- Your task -
Copy the listing below, replacing every instance of "segmenter" with "segmentation tool" and keeping everything else unchanged. Leave the pictures out of your copy.

··········

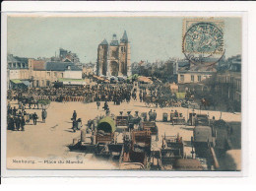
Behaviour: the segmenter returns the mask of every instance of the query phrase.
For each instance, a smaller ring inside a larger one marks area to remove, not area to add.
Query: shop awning
[[[85,82],[83,79],[69,79],[69,78],[60,78],[59,82]]]
[[[22,83],[25,84],[27,87],[30,87],[30,86],[31,86],[30,81],[22,81]]]
[[[86,85],[86,81],[83,79],[58,79],[59,83],[63,83],[63,85]]]
[[[11,82],[14,84],[23,84],[23,82],[19,79],[13,79],[13,80],[11,80]]]
[[[177,98],[185,98],[186,93],[175,93]]]

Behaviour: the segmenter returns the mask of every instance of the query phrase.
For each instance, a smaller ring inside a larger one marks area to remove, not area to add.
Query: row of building
[[[63,51],[60,48],[60,52]],[[17,87],[50,87],[54,83],[85,84],[83,67],[78,62],[72,62],[63,54],[61,59],[22,58],[9,54],[7,56],[8,88]],[[68,56],[68,54],[66,55]]]

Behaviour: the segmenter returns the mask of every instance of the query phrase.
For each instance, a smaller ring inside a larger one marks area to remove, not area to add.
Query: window
[[[194,82],[195,78],[194,75],[191,75],[191,82]]]
[[[184,75],[180,75],[180,81],[184,82]]]

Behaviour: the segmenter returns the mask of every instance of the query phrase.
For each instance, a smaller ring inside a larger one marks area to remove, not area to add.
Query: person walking
[[[16,131],[19,131],[20,130],[20,125],[21,125],[21,119],[20,119],[19,116],[16,117],[15,124],[16,124]]]
[[[156,110],[154,110],[153,115],[154,115],[154,121],[156,121],[157,120],[157,115],[158,115]]]
[[[36,125],[37,118],[38,118],[38,116],[37,116],[37,114],[34,112],[34,113],[32,114],[33,125]]]
[[[76,121],[77,120],[77,116],[78,116],[78,114],[77,114],[76,110],[74,110],[73,115],[72,115],[72,120]]]
[[[73,129],[73,132],[74,132],[74,133],[75,133],[76,130],[78,129],[78,121],[77,121],[77,120],[74,120],[74,119],[73,119],[72,129]]]
[[[21,118],[21,128],[22,128],[22,131],[24,131],[24,126],[25,126],[25,118],[24,118],[24,116],[22,116],[22,118]]]
[[[41,118],[42,118],[42,122],[45,123],[45,119],[47,117],[47,111],[45,109],[42,109],[41,111]]]
[[[99,106],[100,106],[100,101],[99,101],[99,100],[97,100],[97,101],[96,101],[96,108],[98,109],[98,108],[99,108]]]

··········

- Answer -
Behaviour: the segmentation tool returns the mask of every instance of the query phrase.
For each instance, a smaller ring inside a larger one marks area to remove, not area to add.
Query: shop awning
[[[85,82],[83,79],[69,79],[69,78],[60,78],[59,82]]]
[[[22,83],[25,84],[27,87],[30,87],[30,86],[31,86],[30,81],[22,81]]]
[[[86,85],[86,81],[83,79],[58,79],[59,83],[63,83],[63,85]]]
[[[11,82],[14,84],[23,84],[23,82],[19,79],[13,79],[13,80],[11,80]]]
[[[177,98],[185,98],[186,93],[175,93]]]

Behaviour: the segmentation tool returns the mask of every instance of the query phrase.
For each instance, a smaller ring inside a larger one marks area to remove, not area to add.
Query: row of building
[[[63,51],[60,48],[60,52]],[[17,87],[50,87],[54,83],[85,84],[83,67],[78,62],[72,62],[63,54],[61,59],[22,58],[9,54],[7,56],[8,88]],[[68,56],[68,54],[66,55]]]

Behaviour: the segmentation tool returns the mask of every instance of the query phrase.
For each instance, a smaller ring inside a larger one marks area to remove, not area to add.
Query: window
[[[194,82],[195,78],[194,75],[191,75],[191,82]]]
[[[184,75],[180,75],[180,81],[184,82]]]

Behaviour: the segmentation tool returns the mask of every instance of the query phrase.
For each instance, a smaller ring inside a larger one marks area to remove, not area to add.
Query: person walking
[[[16,131],[19,131],[20,130],[20,125],[21,125],[21,119],[20,119],[19,116],[16,117],[15,124],[16,124]]]
[[[156,110],[154,110],[153,115],[154,115],[154,121],[156,121],[157,120],[157,115],[158,115]]]
[[[36,125],[37,118],[38,118],[38,116],[37,116],[37,114],[34,112],[34,113],[32,114],[33,125]]]
[[[76,121],[77,120],[77,116],[78,116],[78,114],[77,114],[76,110],[74,110],[73,115],[72,115],[72,120]]]
[[[73,129],[73,132],[74,132],[74,133],[75,133],[76,130],[78,129],[78,121],[77,121],[77,120],[74,120],[74,119],[73,119],[72,129]]]
[[[21,118],[21,128],[22,128],[22,131],[24,131],[24,126],[25,126],[25,118],[24,118],[24,116],[22,116],[22,118]]]
[[[41,118],[42,118],[42,122],[45,123],[45,119],[47,117],[47,111],[45,109],[42,109],[41,111]]]
[[[99,106],[100,106],[100,101],[99,101],[99,100],[97,100],[97,101],[96,101],[96,108],[98,109],[98,108],[99,108]]]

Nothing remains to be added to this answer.